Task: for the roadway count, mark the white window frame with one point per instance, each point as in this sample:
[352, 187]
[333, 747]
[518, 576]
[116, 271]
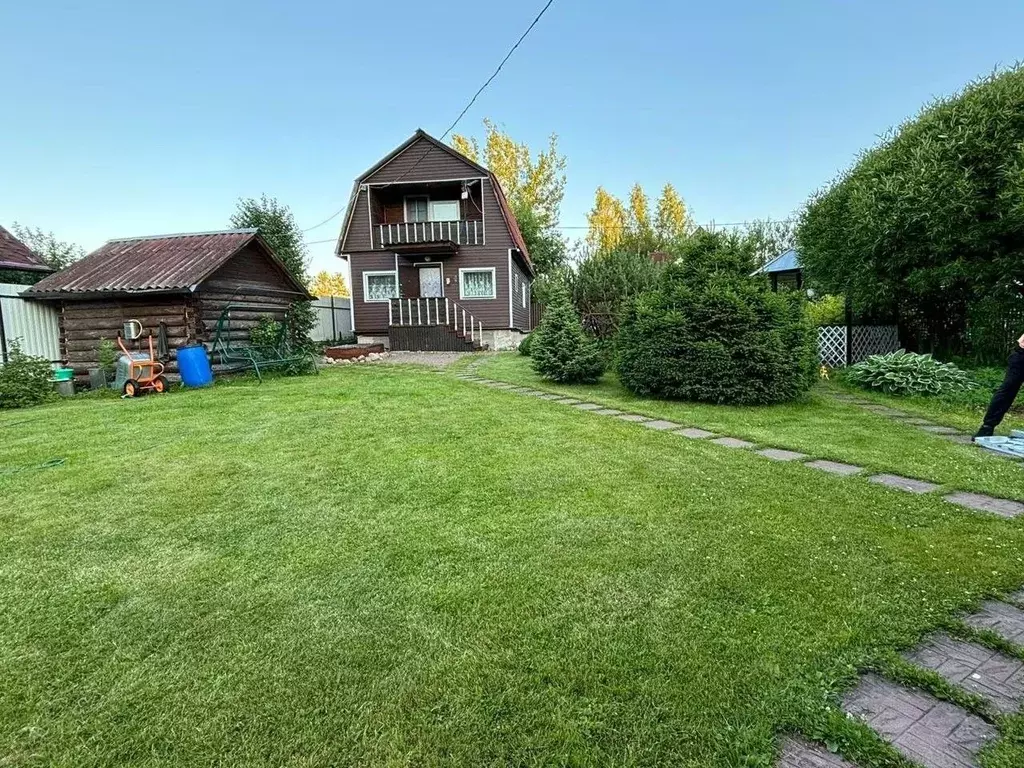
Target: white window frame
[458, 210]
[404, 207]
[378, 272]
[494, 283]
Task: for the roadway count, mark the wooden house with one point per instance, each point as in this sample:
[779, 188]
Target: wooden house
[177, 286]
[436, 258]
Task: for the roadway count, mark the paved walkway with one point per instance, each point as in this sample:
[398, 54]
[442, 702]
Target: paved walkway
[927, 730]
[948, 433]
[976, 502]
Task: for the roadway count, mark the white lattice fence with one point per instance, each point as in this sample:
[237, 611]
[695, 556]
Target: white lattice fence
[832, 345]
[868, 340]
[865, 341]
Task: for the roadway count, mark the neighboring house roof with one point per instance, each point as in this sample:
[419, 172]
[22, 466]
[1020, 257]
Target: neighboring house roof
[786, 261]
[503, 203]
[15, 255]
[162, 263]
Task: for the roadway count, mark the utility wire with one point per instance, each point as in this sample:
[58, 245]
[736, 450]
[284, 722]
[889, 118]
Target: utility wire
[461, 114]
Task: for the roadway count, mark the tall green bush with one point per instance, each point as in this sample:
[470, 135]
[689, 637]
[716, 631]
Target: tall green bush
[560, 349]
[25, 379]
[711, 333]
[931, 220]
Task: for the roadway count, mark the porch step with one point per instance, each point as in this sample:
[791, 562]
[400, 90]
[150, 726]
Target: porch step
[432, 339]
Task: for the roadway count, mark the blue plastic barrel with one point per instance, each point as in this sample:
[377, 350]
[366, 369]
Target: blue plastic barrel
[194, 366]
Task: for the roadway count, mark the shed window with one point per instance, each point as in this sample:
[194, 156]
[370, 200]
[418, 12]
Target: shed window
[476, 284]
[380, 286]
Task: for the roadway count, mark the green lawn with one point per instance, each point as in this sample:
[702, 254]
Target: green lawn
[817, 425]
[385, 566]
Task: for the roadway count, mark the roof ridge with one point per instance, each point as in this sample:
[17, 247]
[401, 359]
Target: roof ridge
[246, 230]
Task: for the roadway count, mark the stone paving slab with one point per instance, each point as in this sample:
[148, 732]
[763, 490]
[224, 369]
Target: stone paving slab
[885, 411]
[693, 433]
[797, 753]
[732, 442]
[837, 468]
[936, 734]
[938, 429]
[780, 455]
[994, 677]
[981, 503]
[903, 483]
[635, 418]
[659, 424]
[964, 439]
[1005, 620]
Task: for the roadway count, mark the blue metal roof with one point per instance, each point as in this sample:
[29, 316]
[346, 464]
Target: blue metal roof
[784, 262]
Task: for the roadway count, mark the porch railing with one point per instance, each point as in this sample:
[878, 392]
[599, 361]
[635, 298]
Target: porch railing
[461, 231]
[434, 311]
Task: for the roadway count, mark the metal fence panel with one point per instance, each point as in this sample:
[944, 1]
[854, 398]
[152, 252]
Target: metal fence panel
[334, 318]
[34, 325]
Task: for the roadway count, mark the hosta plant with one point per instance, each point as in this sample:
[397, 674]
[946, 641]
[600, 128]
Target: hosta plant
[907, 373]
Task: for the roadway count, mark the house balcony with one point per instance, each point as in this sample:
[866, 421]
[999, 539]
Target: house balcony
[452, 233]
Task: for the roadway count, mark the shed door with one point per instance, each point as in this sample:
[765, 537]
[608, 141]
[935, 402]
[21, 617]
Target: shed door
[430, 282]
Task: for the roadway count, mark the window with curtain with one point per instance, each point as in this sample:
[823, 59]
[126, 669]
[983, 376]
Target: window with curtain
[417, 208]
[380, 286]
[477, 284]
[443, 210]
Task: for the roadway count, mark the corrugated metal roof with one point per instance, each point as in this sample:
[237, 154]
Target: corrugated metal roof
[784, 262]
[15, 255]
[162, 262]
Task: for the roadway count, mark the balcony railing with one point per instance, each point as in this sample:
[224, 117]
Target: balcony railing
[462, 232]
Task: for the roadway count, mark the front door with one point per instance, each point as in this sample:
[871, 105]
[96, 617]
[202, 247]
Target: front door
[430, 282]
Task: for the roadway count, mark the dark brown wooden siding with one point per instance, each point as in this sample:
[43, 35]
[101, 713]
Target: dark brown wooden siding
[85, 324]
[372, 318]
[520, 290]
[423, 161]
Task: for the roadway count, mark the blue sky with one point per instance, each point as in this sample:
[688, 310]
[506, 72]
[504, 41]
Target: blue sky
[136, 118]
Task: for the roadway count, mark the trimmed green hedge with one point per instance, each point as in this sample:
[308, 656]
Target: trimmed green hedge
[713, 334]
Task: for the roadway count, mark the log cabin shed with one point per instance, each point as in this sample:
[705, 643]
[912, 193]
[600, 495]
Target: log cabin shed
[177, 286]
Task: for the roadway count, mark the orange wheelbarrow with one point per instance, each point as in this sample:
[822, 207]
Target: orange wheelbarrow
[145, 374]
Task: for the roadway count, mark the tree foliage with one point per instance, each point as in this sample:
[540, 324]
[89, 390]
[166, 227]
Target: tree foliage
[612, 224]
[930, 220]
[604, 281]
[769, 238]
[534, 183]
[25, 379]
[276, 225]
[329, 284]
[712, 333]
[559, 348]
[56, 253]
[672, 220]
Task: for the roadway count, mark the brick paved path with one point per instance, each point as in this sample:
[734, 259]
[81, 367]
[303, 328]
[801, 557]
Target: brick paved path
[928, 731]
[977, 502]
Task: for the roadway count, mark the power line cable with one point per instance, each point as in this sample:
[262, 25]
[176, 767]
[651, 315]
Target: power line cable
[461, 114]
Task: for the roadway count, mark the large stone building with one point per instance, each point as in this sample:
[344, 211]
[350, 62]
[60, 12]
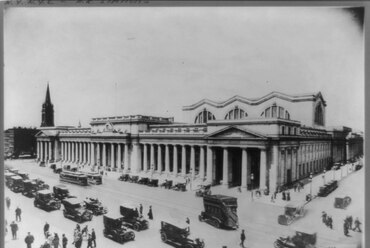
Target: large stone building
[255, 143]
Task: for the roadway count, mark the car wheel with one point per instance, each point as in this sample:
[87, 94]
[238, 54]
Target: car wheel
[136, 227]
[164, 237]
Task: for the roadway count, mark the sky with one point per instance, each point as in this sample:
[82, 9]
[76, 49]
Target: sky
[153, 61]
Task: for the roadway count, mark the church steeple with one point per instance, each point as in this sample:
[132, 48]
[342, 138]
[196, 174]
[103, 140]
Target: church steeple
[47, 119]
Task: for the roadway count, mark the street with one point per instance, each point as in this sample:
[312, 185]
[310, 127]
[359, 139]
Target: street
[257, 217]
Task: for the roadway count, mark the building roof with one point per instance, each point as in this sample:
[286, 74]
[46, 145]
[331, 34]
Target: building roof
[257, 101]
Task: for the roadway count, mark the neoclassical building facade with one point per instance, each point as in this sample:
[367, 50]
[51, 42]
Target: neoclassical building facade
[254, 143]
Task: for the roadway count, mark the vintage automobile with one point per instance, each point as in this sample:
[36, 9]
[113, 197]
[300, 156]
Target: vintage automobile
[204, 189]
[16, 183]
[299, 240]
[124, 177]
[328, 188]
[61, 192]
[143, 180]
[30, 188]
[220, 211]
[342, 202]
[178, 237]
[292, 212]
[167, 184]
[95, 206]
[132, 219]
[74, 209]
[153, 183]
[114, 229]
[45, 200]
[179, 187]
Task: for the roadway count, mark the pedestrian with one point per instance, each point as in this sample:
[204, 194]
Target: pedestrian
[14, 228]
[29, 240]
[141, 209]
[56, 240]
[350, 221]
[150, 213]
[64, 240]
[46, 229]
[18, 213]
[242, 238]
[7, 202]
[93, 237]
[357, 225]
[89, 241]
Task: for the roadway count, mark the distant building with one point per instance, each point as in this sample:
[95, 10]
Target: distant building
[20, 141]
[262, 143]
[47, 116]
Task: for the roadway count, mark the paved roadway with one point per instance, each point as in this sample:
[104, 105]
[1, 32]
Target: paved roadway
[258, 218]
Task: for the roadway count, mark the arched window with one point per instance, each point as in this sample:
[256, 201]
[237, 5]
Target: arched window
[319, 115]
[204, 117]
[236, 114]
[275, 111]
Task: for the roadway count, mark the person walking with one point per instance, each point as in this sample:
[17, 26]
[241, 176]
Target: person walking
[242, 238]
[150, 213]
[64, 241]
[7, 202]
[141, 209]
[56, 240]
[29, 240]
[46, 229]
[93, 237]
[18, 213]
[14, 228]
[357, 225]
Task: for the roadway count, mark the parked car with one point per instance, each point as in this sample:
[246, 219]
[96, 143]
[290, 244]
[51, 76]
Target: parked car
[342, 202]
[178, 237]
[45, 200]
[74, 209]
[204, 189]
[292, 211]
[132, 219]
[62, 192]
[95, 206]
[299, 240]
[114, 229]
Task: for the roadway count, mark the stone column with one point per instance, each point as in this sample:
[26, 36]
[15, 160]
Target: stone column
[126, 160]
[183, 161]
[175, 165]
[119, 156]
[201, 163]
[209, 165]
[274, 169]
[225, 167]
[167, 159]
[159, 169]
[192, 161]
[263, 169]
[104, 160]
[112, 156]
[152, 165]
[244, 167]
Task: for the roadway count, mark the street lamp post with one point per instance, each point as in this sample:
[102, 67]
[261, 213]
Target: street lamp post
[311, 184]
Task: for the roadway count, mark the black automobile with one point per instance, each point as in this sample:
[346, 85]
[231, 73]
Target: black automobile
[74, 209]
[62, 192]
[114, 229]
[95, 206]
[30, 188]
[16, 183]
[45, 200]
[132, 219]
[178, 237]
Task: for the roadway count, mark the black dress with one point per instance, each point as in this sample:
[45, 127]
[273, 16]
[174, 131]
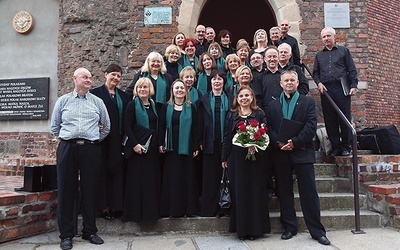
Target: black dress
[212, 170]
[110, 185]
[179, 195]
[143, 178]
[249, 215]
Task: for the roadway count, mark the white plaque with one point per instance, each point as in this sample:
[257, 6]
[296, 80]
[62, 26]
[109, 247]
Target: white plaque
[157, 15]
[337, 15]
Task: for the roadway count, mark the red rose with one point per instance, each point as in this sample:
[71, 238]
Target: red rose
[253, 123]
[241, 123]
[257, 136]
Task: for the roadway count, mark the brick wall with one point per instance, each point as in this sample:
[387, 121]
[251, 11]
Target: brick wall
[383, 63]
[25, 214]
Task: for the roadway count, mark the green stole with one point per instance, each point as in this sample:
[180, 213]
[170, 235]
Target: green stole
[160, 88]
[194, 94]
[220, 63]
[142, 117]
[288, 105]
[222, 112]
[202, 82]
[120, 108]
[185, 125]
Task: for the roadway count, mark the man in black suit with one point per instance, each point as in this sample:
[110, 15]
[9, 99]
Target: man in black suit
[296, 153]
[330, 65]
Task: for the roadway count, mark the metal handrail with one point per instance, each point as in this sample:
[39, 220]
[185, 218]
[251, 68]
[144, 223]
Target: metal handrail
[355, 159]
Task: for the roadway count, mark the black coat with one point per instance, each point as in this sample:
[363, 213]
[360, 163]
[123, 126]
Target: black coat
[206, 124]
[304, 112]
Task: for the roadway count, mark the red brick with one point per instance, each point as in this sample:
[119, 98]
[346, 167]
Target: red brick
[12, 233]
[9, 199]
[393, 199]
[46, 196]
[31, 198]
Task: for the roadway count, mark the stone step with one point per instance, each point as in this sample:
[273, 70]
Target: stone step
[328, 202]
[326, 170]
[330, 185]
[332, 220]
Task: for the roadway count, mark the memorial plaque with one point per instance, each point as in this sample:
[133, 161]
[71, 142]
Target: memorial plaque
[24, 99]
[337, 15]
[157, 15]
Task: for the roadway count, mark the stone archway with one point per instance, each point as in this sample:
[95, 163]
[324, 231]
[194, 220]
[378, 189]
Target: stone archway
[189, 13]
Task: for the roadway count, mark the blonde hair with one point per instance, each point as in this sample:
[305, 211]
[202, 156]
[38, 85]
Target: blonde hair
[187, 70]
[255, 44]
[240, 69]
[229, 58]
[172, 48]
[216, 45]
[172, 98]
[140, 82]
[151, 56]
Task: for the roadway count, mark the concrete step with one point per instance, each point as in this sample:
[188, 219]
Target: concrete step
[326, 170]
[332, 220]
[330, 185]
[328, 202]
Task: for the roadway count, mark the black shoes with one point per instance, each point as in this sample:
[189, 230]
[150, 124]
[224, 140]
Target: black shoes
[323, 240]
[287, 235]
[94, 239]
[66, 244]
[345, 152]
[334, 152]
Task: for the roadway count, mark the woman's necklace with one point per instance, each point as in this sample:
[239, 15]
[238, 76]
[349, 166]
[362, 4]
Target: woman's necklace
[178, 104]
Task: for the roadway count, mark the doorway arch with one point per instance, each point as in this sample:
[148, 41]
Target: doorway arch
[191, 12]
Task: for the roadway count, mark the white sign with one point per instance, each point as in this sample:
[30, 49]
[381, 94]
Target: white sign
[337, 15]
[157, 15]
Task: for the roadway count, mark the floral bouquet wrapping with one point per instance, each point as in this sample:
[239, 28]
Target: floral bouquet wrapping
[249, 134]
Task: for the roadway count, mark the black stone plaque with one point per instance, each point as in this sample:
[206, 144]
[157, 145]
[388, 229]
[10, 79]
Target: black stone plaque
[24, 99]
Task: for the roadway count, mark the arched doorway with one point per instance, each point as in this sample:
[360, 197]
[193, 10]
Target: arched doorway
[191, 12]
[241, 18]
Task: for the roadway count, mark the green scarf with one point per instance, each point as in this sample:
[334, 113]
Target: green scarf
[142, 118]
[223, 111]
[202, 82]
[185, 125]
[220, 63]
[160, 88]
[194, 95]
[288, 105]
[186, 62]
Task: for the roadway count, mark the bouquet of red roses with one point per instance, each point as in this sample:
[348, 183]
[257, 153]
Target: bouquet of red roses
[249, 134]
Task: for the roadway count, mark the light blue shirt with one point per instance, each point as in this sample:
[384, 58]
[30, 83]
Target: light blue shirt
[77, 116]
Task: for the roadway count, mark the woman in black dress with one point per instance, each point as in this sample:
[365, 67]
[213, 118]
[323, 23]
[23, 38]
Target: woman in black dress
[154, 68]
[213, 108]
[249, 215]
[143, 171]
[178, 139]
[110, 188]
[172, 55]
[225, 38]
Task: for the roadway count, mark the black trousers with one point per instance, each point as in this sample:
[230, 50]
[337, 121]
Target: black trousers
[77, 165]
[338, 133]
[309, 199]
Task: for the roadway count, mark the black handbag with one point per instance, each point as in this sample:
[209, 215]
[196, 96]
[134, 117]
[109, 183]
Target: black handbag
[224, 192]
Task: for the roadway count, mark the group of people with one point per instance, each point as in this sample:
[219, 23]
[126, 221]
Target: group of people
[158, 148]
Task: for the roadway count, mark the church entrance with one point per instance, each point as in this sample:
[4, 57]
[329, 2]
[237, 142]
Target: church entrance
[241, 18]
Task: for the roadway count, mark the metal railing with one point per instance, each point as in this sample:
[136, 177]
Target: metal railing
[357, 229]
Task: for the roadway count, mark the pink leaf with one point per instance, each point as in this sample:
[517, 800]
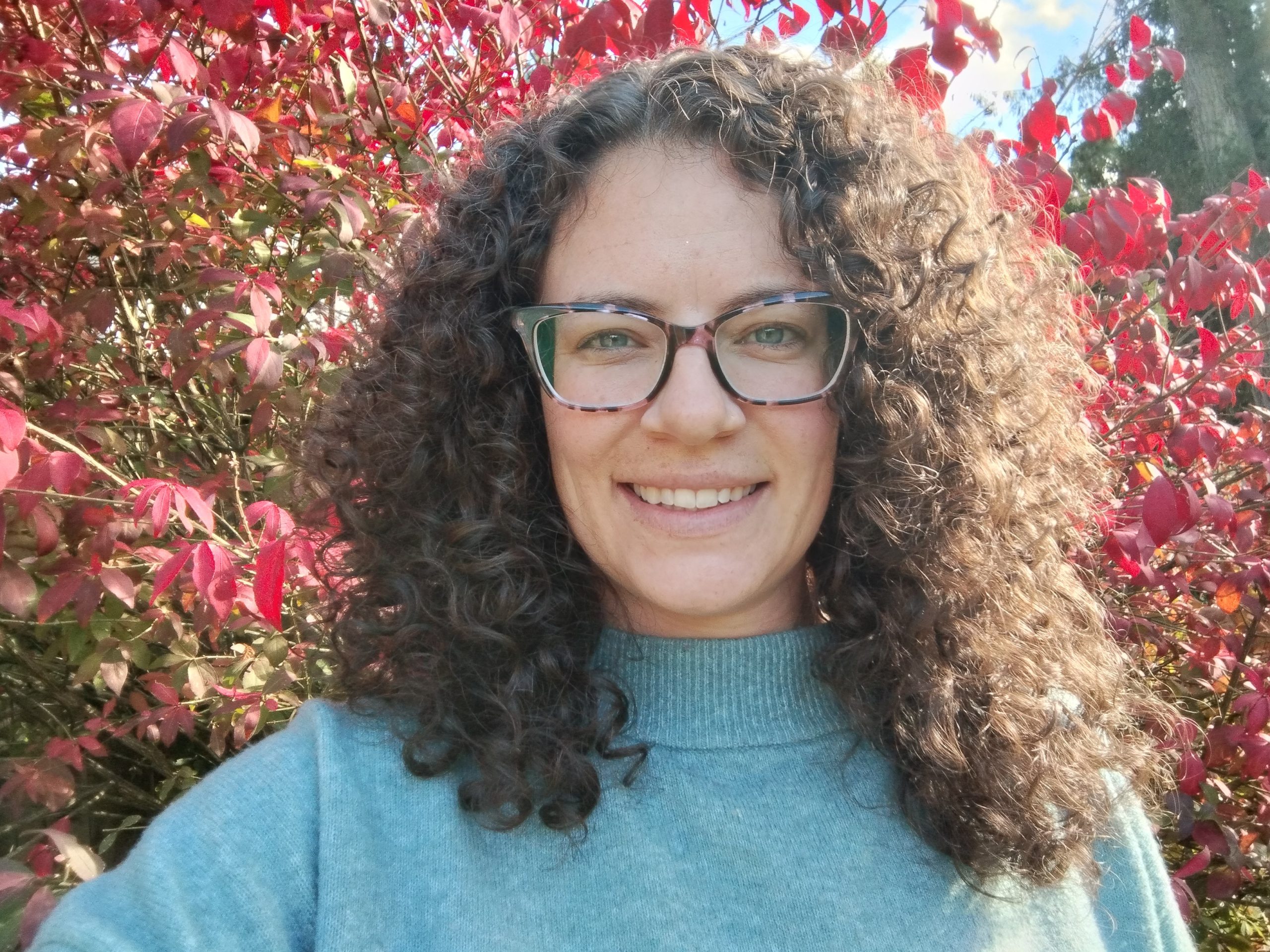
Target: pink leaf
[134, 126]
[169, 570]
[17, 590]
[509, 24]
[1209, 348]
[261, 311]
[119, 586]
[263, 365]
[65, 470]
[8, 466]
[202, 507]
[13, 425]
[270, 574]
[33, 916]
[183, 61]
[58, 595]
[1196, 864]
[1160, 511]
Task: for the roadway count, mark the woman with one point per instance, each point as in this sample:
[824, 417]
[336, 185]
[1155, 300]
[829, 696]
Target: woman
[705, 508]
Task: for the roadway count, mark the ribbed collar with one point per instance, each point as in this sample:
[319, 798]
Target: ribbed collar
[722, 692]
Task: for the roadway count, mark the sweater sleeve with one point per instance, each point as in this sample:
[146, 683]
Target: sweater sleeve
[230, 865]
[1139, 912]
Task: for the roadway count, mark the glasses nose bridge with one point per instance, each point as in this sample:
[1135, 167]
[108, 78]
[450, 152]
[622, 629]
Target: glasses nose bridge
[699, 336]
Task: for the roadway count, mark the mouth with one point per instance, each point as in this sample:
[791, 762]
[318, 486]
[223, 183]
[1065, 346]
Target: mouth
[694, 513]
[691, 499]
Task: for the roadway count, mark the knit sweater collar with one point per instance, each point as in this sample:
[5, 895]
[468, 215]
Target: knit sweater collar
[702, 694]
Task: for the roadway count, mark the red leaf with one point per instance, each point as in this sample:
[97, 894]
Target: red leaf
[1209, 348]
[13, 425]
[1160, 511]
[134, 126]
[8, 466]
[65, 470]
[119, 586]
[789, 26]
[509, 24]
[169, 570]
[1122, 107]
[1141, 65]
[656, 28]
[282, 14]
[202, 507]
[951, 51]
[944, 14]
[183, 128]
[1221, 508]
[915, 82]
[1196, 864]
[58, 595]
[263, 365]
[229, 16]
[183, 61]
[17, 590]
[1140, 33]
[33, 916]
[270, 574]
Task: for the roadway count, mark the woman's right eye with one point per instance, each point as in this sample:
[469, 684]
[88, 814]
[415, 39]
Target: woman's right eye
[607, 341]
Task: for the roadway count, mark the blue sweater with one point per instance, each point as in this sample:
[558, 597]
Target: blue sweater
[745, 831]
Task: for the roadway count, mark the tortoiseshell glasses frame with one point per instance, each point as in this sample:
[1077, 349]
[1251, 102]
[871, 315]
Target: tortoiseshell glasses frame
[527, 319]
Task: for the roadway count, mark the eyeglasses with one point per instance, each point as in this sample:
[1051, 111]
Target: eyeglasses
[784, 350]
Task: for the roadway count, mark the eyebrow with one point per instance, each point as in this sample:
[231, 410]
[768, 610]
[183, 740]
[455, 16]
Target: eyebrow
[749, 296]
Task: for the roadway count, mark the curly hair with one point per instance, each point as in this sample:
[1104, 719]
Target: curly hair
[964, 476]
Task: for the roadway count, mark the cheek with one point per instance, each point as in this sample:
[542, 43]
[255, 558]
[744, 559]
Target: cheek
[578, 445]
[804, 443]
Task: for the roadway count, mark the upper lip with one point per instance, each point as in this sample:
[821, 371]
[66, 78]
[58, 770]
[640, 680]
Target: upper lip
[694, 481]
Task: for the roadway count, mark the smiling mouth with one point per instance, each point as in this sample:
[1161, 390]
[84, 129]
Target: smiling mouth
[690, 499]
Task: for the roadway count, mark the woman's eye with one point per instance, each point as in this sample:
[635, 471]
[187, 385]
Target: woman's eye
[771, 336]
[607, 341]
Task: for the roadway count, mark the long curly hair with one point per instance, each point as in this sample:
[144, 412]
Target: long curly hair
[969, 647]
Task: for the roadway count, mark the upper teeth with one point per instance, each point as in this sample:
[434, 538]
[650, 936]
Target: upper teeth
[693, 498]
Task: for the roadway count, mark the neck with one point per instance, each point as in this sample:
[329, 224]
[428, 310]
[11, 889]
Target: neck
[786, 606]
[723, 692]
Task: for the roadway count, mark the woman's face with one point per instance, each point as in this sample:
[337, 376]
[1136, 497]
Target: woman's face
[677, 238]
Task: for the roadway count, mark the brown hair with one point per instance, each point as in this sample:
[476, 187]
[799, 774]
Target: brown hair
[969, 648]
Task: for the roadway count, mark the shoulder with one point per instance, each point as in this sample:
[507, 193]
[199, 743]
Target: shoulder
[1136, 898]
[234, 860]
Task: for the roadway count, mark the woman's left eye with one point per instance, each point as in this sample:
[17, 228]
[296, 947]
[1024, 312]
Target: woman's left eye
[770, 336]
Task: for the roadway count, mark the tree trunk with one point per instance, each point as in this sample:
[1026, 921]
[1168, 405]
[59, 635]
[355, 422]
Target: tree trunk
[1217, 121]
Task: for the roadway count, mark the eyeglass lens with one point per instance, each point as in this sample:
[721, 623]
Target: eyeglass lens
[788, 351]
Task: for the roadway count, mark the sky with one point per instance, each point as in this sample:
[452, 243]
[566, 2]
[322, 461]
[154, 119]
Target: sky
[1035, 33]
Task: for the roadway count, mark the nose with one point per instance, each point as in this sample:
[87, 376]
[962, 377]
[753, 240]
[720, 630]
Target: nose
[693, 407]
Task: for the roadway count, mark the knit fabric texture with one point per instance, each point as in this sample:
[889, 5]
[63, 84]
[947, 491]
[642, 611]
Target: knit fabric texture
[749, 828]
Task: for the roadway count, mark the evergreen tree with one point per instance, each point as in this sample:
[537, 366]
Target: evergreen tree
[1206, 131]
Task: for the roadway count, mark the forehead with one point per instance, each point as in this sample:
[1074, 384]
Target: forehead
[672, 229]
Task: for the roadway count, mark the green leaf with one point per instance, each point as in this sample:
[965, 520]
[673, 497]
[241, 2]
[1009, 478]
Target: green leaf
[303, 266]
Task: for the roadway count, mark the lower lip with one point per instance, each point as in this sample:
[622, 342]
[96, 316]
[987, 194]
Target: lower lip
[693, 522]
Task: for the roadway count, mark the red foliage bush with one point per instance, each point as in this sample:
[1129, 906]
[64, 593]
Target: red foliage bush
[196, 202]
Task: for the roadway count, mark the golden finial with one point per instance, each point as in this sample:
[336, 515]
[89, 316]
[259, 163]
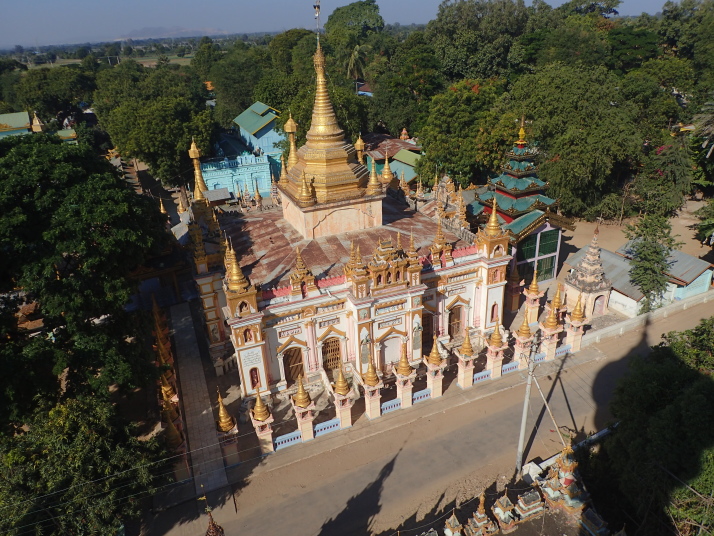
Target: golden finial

__________________________________________________

» What is needed
When the string "golden" appears in a line of the records above, that line is to be copied.

» Answer section
Task: for the roadway count, mark the golden finial with one point per instance, each point as in this sample:
Target: golden finial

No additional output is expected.